→ **Goal**
Set down the data below word for word, keeping every line as it appears.

(Point annotation dataset records)
'''

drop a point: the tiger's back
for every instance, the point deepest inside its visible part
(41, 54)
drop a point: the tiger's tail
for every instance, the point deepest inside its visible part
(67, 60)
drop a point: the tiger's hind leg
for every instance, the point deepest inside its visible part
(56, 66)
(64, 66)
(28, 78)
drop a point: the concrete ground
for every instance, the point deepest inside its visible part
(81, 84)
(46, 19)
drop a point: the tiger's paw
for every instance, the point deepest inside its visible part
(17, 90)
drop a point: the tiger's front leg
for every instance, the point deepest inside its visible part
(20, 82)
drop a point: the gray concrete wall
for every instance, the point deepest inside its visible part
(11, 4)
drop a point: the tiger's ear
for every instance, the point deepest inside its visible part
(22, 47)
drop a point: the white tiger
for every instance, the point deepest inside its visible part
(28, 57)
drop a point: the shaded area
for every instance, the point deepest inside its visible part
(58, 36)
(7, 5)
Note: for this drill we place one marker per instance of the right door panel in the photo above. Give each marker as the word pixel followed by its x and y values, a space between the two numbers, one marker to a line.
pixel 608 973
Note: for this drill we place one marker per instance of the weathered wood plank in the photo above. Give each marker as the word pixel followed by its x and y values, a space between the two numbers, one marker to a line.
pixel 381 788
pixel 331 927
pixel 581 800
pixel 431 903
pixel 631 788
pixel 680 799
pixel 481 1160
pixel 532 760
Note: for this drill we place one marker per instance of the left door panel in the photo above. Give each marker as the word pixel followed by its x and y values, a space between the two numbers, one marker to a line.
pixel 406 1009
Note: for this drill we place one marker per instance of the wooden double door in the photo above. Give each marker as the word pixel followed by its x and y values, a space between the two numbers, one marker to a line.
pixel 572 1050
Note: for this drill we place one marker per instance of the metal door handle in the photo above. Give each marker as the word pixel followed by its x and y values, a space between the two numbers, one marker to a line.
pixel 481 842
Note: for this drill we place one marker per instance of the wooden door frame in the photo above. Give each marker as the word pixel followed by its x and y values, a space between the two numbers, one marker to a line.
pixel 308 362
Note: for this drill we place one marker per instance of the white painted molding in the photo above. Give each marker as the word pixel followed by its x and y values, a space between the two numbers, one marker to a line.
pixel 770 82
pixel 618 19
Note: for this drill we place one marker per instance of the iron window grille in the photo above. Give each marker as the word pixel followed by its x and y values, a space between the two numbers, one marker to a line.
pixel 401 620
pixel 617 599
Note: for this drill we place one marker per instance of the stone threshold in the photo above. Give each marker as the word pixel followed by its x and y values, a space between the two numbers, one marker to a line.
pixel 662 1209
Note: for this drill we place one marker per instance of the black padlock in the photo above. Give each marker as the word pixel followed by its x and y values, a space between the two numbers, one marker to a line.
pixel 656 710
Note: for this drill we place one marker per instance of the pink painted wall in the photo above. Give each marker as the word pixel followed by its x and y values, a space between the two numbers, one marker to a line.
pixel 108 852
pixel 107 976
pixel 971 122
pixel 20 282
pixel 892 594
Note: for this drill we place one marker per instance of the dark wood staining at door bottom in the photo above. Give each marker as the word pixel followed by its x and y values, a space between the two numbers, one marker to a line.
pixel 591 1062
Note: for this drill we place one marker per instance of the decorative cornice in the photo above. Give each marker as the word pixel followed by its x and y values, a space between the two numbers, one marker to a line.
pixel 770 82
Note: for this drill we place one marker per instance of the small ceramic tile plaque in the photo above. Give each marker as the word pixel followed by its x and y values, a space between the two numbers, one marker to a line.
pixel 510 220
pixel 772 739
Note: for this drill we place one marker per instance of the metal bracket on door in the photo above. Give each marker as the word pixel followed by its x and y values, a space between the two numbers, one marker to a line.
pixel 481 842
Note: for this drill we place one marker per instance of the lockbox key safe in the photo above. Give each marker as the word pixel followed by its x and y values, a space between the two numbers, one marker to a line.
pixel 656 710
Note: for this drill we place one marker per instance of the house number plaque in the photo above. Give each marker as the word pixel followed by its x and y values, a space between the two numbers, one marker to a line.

'''

→ **Finished task**
drop a point: the tiger's back
for every instance, the point deepest inside its visible part
(41, 54)
drop a point: the tiger's tail
for every instance, the point deepest inside its visible part
(67, 60)
drop a point: the tiger's hind leg
for every instance, the point deepest inside its visible part
(56, 66)
(64, 66)
(28, 78)
drop a point: the concrete ground
for every instance, the point deepest inside its visible part
(81, 84)
(46, 19)
drop a point: the tiger's paw
for every instance, the point deepest inside its visible part
(17, 90)
drop a point: the tiger's front leg
for every instance, the point deepest inside its visible part
(20, 82)
drop a point: the gray concrete wall
for every instance, the point deepest inside its visible part
(11, 4)
drop a point: the tiger's ear
for every instance, the point deepest inside its visible part
(22, 47)
drop a point: the white tiger
for every instance, the point deepest inside its visible part
(28, 57)
drop a point: the shaded area
for every instance, the point deepest inside its visible part
(58, 36)
(7, 5)
Note: for this drill we place one marker per instance of the right door panel in the photo above. Give each marker as the word pixel followed by its x and y values, a space between the two numbers, one marker to a line.
pixel 608 973
Note: for this drill we place one marker per instance of the weathered wood plank in the photo above. Give each marker as the word pixel followed by its x and y values, a space between the two numbers, one marker to a line.
pixel 381 788
pixel 331 927
pixel 581 800
pixel 431 903
pixel 631 788
pixel 680 799
pixel 481 1160
pixel 532 760
Note: for this drill we place one marker per instance of the left door panel in the photo above. Give each marker as the word pixel followed by its x and y values, a space between the two numbers, one marker to a line.
pixel 406 1009
Note: for this drill we place one marker per instance of the wooden double door in the photo above. Give each marker as the word pixel followed by its x and y values, a space between the two numbers, one marker to a line.
pixel 572 1050
Note: for this drill we place one marker per instance of the metal door handle in the photo above. Give each marker as the word pixel followed by its x and y values, a space between the two numbers, one marker to a line.
pixel 481 842
Note: for this drill we place one marker per instance of the wooden door frame in the photo above. Give each marker as the word pixel followed by its x and y values, a space between the two numbers, one marker to a line.
pixel 308 362
Note: for this drill we place one marker per instance of the white painted molding in the photo above. Give each marker as the word pixel followed by its x and y values, a space between the two numbers, one marker to a line.
pixel 770 82
pixel 618 19
Note: for this drill we place one marker per instance of the iron window grille in the photo above. Give each marker as the word pixel followed by its x and y values, a space between the two numbers, one marker to a line.
pixel 401 620
pixel 617 599
Note: for this drill we place one marker per instance of the stone threshold in the photo above. Give each marker as the word pixel followed by its x and y values, a space between the two numbers, one marker to a line.
pixel 662 1209
Note: for this drill we place one marker per instance of the black padlock in the photo above. Give each marker as the word pixel followed by its x and y values, a space between the two numbers, one marker to a line.
pixel 656 710
Note: for this drill we place one marker per instance of the pink painted wall in the photo above. Give each marker as the word pixel followed by its x and y values, a space between the two numbers, one marker to a line.
pixel 108 852
pixel 107 976
pixel 971 122
pixel 20 282
pixel 892 594
Note: for this drill we place one marker per instance of the dark wood staining at door bottom in the photo above. Give each marker as the word pixel followed by its x and y values, a space between the two numbers, one marker to a line.
pixel 591 1062
Note: for this drill we place one marker per instance of the decorative cornice in the photo above. Give each marker as the word pixel followed by its x and y values, a space between the two numbers, one marker to a line.
pixel 770 82
Note: for this drill we place one marker per instance of the small ceramic tile plaque in the photo above. Give each marker as the word pixel followed by its x and y values, a space between the two numbers, one marker to a line.
pixel 510 220
pixel 772 739
Note: for this drill we place one marker per instance of the metal bracket on door in the photo above. Give each marker as the word pixel followed by its x and y values, a space between the two numbers, one marker to a line.
pixel 481 842
Note: for this drill we place one marker per instance of the lockbox key safe in the photo above. Give each marker as the word pixel followed by its x and y values, a space between the two numbers, one marker to a line.
pixel 656 710
Note: for this drill we place one marker per instance of the house number plaque in the photo above. Give each marker as the word pixel followed by its x and y values, a space between the two numbers, one marker to a line.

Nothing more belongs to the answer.